_Exercise aim_: Continue the passage on transgender healthcare bans and state shield laws, picking up after its final sentence.

_Passage shown_:
Yet, 25 states have banned standard-of-care medical care for transgender adolescents. 36% of transgender youth now live in states where the doctor-recommended healthcare they need is illegal. (LGBTQ MAP). Florida and Ohio have also moved to restrict how transgender adults can access healthcare.

Bans are pushed by politicians, not doctors or parents. They don’t make healthcare safer for anyone, or support parents navigating the best options to aid their children’s physical and mental wellbeing. These are blanket bans that take away parents’ ability to make important decisions about their kids’ health and deny transgender adolescents treatment that helps them thrive.

GLAD is challenging Alabama and Florida bans in federal court and supporting our partners in other states. When judges hear testimony from medical experts, parents, and transgender people, they have ruled against these bans. But as States pursue appeals into appellate courts receptive to backtracking on a range of civil rights protections, we are seeing the impact of these laws taking effect.

Hospitals and practice groups across the South and Midwest have been forced to stop care, clinics have closed, some pharmacies have stopped filling prescriptions. A new Campaign for Southern Equality reportshows families needing to spend up to 18 hours driving or pay airfare and hundreds in related travel costs, in addition to time off work and school, to make one healthcare appointment for their child. That’s in addition to costs associated with starting at a new practice and the time it takes to find and secure an appointment. Moving incurs its own costs, and means uprooting your children’s lives – something families shouldn’t have to do simply to provide their child healthcare.

The harmful impacts go beyond states where care is banned. Increased demand leads to longer wait times elsewhere, and uncertainty about the reach of bans creates a chilling effect on healthcare institutions. Some ban states are also attempting to track care residents receive. Texas AG Paxton sought the medical records of Texas youth who received care from a Seattle hospital. Such efforts are aimed at intimidating families seeking care for their children and providers who serve them. 

The good news is 13 states and D.C. have passed laws shielding providers of transgender healthcare – as well as reproductive healthcare which is under attack by the same political forces – from the hostile overreach of these bans.

GLAD has worked alongside providers, LGBTQ+, and reproductive equity advocates to pass such laws in Massachusetts, Vermont, Maine and Rhode Island. These shield laws are carefully drafted to align with constitutional requirements, federal law, and a state’s statutory structure.

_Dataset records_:
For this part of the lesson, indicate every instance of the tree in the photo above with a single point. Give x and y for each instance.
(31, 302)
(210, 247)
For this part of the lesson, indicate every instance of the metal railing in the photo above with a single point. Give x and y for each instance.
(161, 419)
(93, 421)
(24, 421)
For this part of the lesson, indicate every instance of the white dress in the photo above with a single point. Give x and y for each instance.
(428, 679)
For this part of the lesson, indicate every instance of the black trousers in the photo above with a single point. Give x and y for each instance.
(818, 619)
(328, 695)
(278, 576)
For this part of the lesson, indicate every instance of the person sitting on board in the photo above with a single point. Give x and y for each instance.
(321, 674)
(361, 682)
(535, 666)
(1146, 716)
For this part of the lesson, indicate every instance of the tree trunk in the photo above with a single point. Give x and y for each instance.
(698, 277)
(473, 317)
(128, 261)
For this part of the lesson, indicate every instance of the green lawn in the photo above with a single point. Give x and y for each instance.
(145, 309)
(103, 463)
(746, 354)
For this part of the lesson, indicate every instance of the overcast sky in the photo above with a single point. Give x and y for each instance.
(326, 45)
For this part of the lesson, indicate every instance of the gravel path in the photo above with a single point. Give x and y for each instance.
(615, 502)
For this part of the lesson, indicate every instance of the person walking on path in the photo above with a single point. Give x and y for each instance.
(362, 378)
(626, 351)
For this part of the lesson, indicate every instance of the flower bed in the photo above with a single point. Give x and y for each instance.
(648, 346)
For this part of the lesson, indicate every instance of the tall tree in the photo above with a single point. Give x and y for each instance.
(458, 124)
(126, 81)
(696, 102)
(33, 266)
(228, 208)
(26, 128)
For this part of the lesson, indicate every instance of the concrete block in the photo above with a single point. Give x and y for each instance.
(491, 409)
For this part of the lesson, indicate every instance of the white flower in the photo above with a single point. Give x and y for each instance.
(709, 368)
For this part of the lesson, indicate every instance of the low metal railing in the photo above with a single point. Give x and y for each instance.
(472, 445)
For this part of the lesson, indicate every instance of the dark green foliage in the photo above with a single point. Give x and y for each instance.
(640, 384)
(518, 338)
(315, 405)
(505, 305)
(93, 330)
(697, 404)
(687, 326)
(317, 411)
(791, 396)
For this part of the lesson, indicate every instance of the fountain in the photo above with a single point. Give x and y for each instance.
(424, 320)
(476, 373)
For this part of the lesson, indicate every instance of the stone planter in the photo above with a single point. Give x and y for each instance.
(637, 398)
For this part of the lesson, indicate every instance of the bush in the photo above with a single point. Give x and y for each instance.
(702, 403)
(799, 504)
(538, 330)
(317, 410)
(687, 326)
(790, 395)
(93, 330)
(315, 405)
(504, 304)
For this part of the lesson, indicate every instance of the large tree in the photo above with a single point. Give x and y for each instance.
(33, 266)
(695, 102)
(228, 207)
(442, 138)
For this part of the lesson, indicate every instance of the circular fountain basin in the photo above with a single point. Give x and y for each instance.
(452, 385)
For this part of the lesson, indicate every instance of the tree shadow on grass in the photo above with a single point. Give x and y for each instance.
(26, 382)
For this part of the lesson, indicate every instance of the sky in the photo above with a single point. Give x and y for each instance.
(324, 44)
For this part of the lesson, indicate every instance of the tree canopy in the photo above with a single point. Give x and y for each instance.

_Response box_:
These protections are urgent, because of the number of states banning essential care and because bans and the disinformation circulated to support them are designed to have a chilling effect on healthcare providers and institutions everywhere. The tactics being employed by opponents are also becoming more concerning.

Out-of-state opponents of Maine’s LD 227 used a campaign of intimidation and disinformation about transgender people to try and stop the bill. Bomb threats were called into the statehouse and the homes of sponsors. Attorneys General from 16 ban states threatened legal action if Maine passed a law protecting healthcare within its own borders. 

GLAD, Planned Parenthood of Northern New England, Maine medical providers and others provided accurate information to legislators to counter the false, cruel rhetoric being used against the bill. Maine’s Attorney General responded that the state has every legal authority “to decide what access to healthcare people in Maine receive, free from interference by out-of-state actors.” Thankfully, a majority of legislators saw through the fear and falsehoods. LD 227 was signed by Governor Mills in April. In further good news, Rhode Island followed suit with Governor McKee signing that state’s Health Care Shield Law in June.

If we want access to quality, science-based healthcare and the ability for each of us — not the government — to make personal medical decisions for ourselves and our families, we have to protect it — in the courts, in our legislatures, and by making sure providers can practice the medicine they are trained to deliver without hostile, politically-driven interference.